PROBLEM DETAILS
Recast the data from the line containing "Note: spot the white cloud" through the line containing "<point>327,126</point>", both included, as a JSON list of strings with one string per line and blank lines omitted.

# # # #

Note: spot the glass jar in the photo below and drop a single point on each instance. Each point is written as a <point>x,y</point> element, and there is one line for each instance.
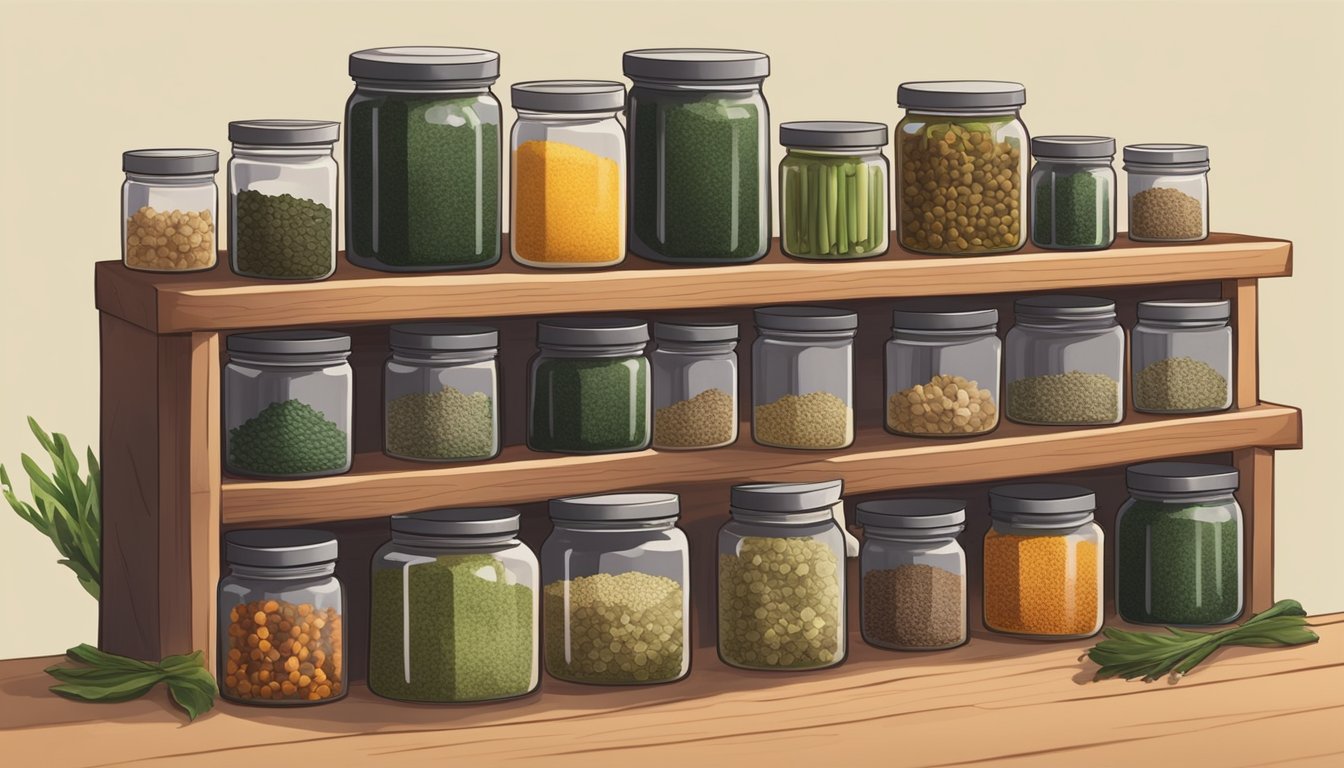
<point>833,190</point>
<point>422,159</point>
<point>961,167</point>
<point>281,580</point>
<point>1168,191</point>
<point>441,393</point>
<point>453,608</point>
<point>781,577</point>
<point>1043,558</point>
<point>590,386</point>
<point>1182,357</point>
<point>699,155</point>
<point>803,377</point>
<point>617,596</point>
<point>1073,193</point>
<point>567,205</point>
<point>913,585</point>
<point>1065,362</point>
<point>942,373</point>
<point>288,404</point>
<point>282,198</point>
<point>168,191</point>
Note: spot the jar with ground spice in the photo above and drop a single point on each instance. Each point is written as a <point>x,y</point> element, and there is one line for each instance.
<point>1065,361</point>
<point>1182,355</point>
<point>1043,558</point>
<point>282,198</point>
<point>281,619</point>
<point>617,596</point>
<point>567,207</point>
<point>441,393</point>
<point>803,377</point>
<point>913,585</point>
<point>453,608</point>
<point>1179,545</point>
<point>942,373</point>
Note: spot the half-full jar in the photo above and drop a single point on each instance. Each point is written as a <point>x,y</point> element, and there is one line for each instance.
<point>282,198</point>
<point>168,209</point>
<point>1065,362</point>
<point>281,619</point>
<point>833,190</point>
<point>803,377</point>
<point>589,386</point>
<point>913,588</point>
<point>699,155</point>
<point>441,393</point>
<point>961,167</point>
<point>453,608</point>
<point>695,385</point>
<point>569,174</point>
<point>1043,558</point>
<point>1168,191</point>
<point>942,373</point>
<point>422,159</point>
<point>288,404</point>
<point>617,596</point>
<point>1182,355</point>
<point>781,577</point>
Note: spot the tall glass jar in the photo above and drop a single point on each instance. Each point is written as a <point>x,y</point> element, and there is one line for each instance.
<point>441,393</point>
<point>942,373</point>
<point>422,159</point>
<point>288,404</point>
<point>453,608</point>
<point>282,198</point>
<point>961,167</point>
<point>567,206</point>
<point>1065,362</point>
<point>803,377</point>
<point>617,596</point>
<point>833,190</point>
<point>781,577</point>
<point>695,385</point>
<point>281,619</point>
<point>699,155</point>
<point>168,209</point>
<point>913,585</point>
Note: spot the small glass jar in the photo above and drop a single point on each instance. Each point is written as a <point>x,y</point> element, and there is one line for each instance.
<point>281,580</point>
<point>441,393</point>
<point>913,585</point>
<point>617,596</point>
<point>453,608</point>
<point>699,155</point>
<point>942,373</point>
<point>961,167</point>
<point>1065,362</point>
<point>833,190</point>
<point>1168,191</point>
<point>1043,560</point>
<point>288,404</point>
<point>282,198</point>
<point>803,377</point>
<point>168,209</point>
<point>781,577</point>
<point>422,159</point>
<point>589,386</point>
<point>567,205</point>
<point>1073,193</point>
<point>1182,357</point>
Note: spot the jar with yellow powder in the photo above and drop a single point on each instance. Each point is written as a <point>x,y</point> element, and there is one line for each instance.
<point>567,205</point>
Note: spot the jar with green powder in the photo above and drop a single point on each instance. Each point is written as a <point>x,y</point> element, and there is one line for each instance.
<point>453,608</point>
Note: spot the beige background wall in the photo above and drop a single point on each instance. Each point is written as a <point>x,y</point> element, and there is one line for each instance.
<point>82,81</point>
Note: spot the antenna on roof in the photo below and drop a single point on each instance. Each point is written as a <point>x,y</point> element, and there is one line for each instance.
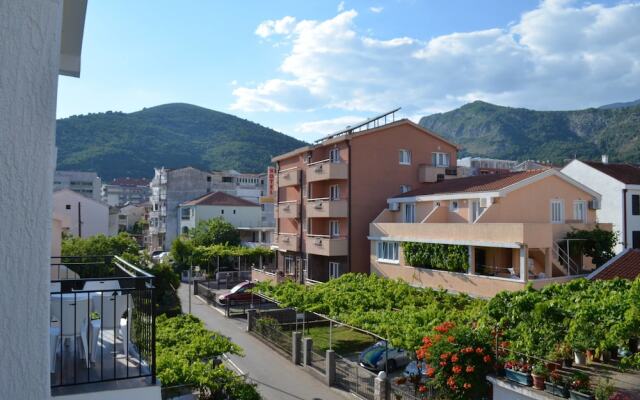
<point>375,122</point>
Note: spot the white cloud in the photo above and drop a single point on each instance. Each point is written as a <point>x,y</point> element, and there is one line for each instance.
<point>557,56</point>
<point>276,27</point>
<point>327,126</point>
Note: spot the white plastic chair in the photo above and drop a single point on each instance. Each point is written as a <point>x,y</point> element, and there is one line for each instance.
<point>111,307</point>
<point>72,312</point>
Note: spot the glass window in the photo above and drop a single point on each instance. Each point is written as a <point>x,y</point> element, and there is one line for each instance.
<point>557,211</point>
<point>387,251</point>
<point>410,213</point>
<point>405,157</point>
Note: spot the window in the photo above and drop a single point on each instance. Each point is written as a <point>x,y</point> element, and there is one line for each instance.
<point>405,157</point>
<point>440,159</point>
<point>557,211</point>
<point>410,213</point>
<point>334,155</point>
<point>405,188</point>
<point>334,228</point>
<point>334,270</point>
<point>388,252</point>
<point>580,210</point>
<point>289,265</point>
<point>334,192</point>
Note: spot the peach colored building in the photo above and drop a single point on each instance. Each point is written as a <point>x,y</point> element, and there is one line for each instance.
<point>329,192</point>
<point>511,228</point>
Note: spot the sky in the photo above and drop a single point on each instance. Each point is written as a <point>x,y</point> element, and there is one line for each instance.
<point>308,68</point>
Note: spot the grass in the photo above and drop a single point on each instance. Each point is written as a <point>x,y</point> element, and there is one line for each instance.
<point>343,340</point>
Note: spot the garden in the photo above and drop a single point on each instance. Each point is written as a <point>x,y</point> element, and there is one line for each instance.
<point>527,335</point>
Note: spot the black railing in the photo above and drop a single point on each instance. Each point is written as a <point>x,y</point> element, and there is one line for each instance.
<point>102,321</point>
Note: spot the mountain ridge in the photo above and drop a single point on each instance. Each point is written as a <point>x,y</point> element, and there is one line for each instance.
<point>117,144</point>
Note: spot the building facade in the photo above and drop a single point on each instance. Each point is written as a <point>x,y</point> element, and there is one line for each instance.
<point>327,193</point>
<point>86,183</point>
<point>504,230</point>
<point>81,216</point>
<point>619,185</point>
<point>122,191</point>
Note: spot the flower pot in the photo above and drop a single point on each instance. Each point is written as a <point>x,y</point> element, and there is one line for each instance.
<point>580,396</point>
<point>538,381</point>
<point>579,358</point>
<point>518,377</point>
<point>556,390</point>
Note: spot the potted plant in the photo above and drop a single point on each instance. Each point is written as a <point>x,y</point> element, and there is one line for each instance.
<point>539,373</point>
<point>580,387</point>
<point>518,372</point>
<point>556,385</point>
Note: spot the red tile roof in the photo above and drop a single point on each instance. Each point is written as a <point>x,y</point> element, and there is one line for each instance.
<point>220,199</point>
<point>480,183</point>
<point>625,173</point>
<point>626,265</point>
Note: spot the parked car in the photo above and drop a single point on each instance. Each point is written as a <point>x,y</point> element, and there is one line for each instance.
<point>374,357</point>
<point>238,294</point>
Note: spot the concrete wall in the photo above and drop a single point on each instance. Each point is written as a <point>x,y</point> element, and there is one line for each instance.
<point>29,61</point>
<point>94,214</point>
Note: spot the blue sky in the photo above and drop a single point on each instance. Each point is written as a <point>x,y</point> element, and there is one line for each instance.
<point>307,68</point>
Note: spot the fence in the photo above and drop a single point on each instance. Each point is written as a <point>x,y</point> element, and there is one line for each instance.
<point>355,379</point>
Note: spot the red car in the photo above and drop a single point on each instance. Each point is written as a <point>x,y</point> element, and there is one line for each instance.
<point>238,294</point>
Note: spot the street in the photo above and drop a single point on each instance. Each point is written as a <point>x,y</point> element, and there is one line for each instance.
<point>276,376</point>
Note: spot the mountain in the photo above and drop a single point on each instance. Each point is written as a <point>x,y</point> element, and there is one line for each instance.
<point>621,105</point>
<point>115,144</point>
<point>484,129</point>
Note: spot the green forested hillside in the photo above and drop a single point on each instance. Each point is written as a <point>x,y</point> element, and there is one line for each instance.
<point>116,144</point>
<point>484,129</point>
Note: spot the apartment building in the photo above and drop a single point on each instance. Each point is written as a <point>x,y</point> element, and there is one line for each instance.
<point>619,185</point>
<point>122,191</point>
<point>172,187</point>
<point>506,229</point>
<point>86,183</point>
<point>472,166</point>
<point>328,192</point>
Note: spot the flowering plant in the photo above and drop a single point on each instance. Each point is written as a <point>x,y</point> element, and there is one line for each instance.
<point>459,358</point>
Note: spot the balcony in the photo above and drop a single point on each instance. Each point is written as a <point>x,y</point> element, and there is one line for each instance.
<point>324,245</point>
<point>429,173</point>
<point>288,209</point>
<point>288,177</point>
<point>102,326</point>
<point>288,242</point>
<point>327,208</point>
<point>325,170</point>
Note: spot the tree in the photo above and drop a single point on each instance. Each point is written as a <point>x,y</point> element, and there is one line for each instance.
<point>214,231</point>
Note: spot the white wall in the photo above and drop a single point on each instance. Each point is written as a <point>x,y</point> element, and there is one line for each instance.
<point>29,58</point>
<point>610,189</point>
<point>94,214</point>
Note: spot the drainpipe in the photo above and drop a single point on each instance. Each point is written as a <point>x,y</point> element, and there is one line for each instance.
<point>349,206</point>
<point>624,219</point>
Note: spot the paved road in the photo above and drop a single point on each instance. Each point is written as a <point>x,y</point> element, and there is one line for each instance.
<point>277,377</point>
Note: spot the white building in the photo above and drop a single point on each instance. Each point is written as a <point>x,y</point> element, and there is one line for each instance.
<point>121,191</point>
<point>619,185</point>
<point>81,216</point>
<point>172,187</point>
<point>85,183</point>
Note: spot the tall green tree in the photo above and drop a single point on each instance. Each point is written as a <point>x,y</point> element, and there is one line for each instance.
<point>214,231</point>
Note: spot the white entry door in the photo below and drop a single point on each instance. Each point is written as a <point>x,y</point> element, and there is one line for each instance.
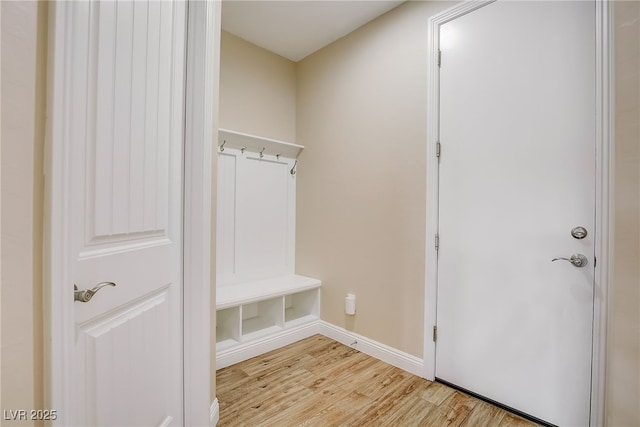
<point>118,108</point>
<point>517,175</point>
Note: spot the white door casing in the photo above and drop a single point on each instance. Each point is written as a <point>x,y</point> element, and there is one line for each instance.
<point>481,247</point>
<point>114,202</point>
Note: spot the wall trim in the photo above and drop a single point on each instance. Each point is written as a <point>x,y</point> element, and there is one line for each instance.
<point>603,182</point>
<point>383,352</point>
<point>201,93</point>
<point>214,413</point>
<point>605,147</point>
<point>260,346</point>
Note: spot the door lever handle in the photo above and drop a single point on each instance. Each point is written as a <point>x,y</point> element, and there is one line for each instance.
<point>578,260</point>
<point>85,295</point>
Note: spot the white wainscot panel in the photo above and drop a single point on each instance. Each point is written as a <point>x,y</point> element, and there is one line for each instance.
<point>127,356</point>
<point>263,218</point>
<point>226,216</point>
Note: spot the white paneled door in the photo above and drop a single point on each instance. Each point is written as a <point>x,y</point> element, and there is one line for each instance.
<point>120,88</point>
<point>517,175</point>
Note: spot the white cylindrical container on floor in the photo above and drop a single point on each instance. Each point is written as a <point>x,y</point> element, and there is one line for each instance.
<point>350,304</point>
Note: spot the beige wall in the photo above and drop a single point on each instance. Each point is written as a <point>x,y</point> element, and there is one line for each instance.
<point>362,183</point>
<point>623,381</point>
<point>24,29</point>
<point>257,90</point>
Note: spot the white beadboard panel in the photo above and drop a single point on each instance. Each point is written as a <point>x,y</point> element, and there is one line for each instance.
<point>152,88</point>
<point>118,366</point>
<point>138,113</point>
<point>226,259</point>
<point>122,62</point>
<point>135,85</point>
<point>101,164</point>
<point>261,218</point>
<point>256,216</point>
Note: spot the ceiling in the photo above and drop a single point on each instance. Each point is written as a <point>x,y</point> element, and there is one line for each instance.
<point>296,28</point>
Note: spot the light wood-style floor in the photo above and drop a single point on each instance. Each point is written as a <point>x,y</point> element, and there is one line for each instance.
<point>320,382</point>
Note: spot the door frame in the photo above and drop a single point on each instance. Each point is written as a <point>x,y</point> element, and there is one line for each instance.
<point>604,192</point>
<point>202,68</point>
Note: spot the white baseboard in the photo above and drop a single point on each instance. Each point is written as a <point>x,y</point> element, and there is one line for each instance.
<point>257,347</point>
<point>390,355</point>
<point>380,351</point>
<point>214,413</point>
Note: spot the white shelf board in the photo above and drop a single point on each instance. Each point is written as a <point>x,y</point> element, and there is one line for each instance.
<point>256,143</point>
<point>245,293</point>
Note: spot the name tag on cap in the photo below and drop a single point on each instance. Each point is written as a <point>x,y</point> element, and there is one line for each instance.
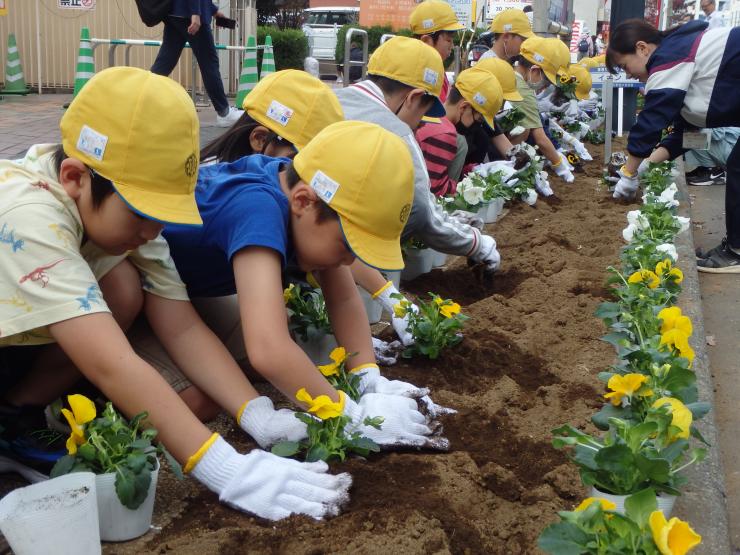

# # # #

RESULT OF THIS TASK
[
  "Note: spot the white cloud in the photo above and drop a single point on each instance. Each point is written as a <point>x,y</point> element, and there is one line for each instance.",
  "<point>557,56</point>",
  "<point>276,27</point>",
  "<point>327,126</point>"
]